Format the records below as a Markdown table with two columns, No. and Line, putting each non-blank line in its own numbered row and leaving out blank lines.

_____

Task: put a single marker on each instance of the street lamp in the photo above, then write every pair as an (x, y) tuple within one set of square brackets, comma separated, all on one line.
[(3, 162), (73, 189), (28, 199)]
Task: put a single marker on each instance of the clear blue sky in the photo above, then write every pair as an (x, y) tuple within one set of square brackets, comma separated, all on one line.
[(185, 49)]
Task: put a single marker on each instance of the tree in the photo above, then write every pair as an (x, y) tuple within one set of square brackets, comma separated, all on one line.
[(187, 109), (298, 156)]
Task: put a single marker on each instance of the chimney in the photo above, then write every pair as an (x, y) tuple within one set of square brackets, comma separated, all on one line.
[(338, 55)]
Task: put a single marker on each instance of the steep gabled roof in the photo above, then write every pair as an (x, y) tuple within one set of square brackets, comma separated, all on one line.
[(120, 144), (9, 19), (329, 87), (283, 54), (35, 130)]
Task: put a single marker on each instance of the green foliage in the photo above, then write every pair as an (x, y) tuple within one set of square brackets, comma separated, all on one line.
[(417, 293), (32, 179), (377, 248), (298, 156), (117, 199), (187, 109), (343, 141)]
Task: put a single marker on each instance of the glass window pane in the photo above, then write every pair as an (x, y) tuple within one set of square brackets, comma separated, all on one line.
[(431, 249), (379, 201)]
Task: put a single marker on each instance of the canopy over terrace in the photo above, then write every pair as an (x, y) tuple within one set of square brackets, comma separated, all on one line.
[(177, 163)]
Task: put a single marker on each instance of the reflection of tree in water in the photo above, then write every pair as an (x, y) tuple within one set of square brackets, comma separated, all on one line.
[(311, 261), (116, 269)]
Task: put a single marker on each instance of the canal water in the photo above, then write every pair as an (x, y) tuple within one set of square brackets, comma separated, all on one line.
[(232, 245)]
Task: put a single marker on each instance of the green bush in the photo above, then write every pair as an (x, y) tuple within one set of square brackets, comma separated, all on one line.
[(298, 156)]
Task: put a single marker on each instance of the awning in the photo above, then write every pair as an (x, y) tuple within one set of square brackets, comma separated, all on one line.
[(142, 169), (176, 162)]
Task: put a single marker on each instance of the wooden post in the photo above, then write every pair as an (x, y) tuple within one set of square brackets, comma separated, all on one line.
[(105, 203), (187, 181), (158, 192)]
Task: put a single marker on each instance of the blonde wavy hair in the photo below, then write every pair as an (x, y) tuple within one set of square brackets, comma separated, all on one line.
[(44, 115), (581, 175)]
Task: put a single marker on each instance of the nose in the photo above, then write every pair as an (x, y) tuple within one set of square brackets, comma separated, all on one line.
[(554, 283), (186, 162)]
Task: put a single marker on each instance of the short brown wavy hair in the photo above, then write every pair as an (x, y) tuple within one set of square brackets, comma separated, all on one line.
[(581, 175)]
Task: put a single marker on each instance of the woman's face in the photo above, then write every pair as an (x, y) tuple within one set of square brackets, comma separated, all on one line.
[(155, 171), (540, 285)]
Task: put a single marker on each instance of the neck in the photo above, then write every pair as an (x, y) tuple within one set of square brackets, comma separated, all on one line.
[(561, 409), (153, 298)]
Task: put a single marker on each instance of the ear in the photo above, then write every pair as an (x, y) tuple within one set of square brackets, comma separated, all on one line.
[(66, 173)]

_____

- RESULT FOR THIS TASK
| No. | Line |
|---|---|
| 1 | Task: put a single marker on each instance of the street lamp in the photo above, then write every pair as an (x, y) tuple within one set of square brackets, comma separated, all on one line. |
| 2 | [(3, 162), (73, 189), (28, 199)] |
| 3 | Task: put a single marker on each instance of the clear blue sky in the photo above, then write every pair as an (x, y) tuple within one set of square brackets, comma separated, all on one line. |
| 4 | [(185, 49)] |
| 5 | Task: put a single marker on each instance of the tree in the photo above, then write every pair as an (x, y) tuple within one set of square brackets, comma separated, all on one line. |
| 6 | [(187, 109), (298, 156)] |
| 7 | Task: put a single marker on each instance of the chimney in the photo above, then write every pair as an (x, y) tuple within one set of square brackets, comma separated, all on one line. |
| 8 | [(338, 55)] |
| 9 | Task: put a single marker on each instance of the steep gabled roof in the photo above, then write every pair as an (x, y) tuple within one set of square brackets, comma separated, all on one line. |
| 10 | [(120, 144), (9, 19), (329, 87), (283, 54), (35, 130)] |
| 11 | Task: put a single marker on each instance of the green foliage in the photo above, then write every pair as an (x, y) tuple within one set of square brackets, comma separated, all on one line. |
| 12 | [(417, 293), (32, 179), (377, 248), (298, 156), (117, 199), (187, 109), (343, 141)] |
| 13 | Task: put a single marker on each instance of the glass window pane in the photo above, then write every pair as an (x, y) tuple within one set of square brackets, comma separated, all on one line. |
| 14 | [(431, 249), (379, 201)] |
| 15 | Task: put a single marker on each instance of the canopy over terrace in the photo above, then write every pair as an (x, y) tuple within one set of square brackets, comma separated, all on one line. |
| 16 | [(177, 163)] |
| 17 | Task: put a single marker on each instance of the reflection of tree in water in the photo above, then write every pair as an (x, y) tuple within one set of square brackets, comma separated, all on one line. |
| 18 | [(311, 261), (116, 269)] |
| 19 | Task: put a single marker on each instance of the canal water in the photo above, then write every pair as an (x, y) tuple within one set of square brackets, comma separated, all on one line. |
| 20 | [(232, 245)] |
| 21 | Task: put a single marker on each instance of the green bush in the photo above, then write every pair as an (x, y) tuple within one set of square brackets, comma separated, all on one line. |
| 22 | [(298, 156)] |
| 23 | Task: put a single marker on each instance of the awning in the photo above, then write every pair as an (x, y) tuple within one set of square brackets, comma separated, all on one line. |
| 24 | [(142, 169), (176, 162)] |
| 25 | Task: put a single marker on each instance of the wooden post in the photo above, then write every pair as an (x, y) tuple within one set of square brackets, comma separated, all on one line. |
| 26 | [(105, 203), (187, 181), (158, 192)] |
| 27 | Task: put a single marker on each instance of the blonde wavy hair in the photo below, then write every pair as an (x, y) tuple within one set of square brackets, comma separated, all on one line. |
| 28 | [(44, 115), (581, 175)] |
| 29 | Task: put a single marker on each instance of the nose in the photo above, then write every pair as an (x, y) tuple within one set of square brackets, comma separated, all on one line. |
| 30 | [(554, 283), (186, 162)] |
| 31 | Task: put a single marker on each instance of the short brown wavy hair in the photo above, then write every pair as an (x, y) tuple within one set of square brackets, comma separated, all on one line. |
| 32 | [(581, 175)] |
| 33 | Task: put a single marker on each instance of the woman's face in the photo above, then write every pair as an (x, y) tuple within one set of square brackets, comma separated, all on one line. |
| 34 | [(155, 171), (540, 285)] |
| 35 | Task: put a single marker on each instance of the neck in the photo above, then write every pair as an (x, y) tuple within one set of square brackets, comma separated, all on one line. |
| 36 | [(561, 409), (153, 298)] |
| 37 | Task: put a single marker on each instance of the ear in the photo above, then write every pair as an (x, y) tuple within one set of square brackets, comma separated, all on one line. |
| 38 | [(66, 173)] |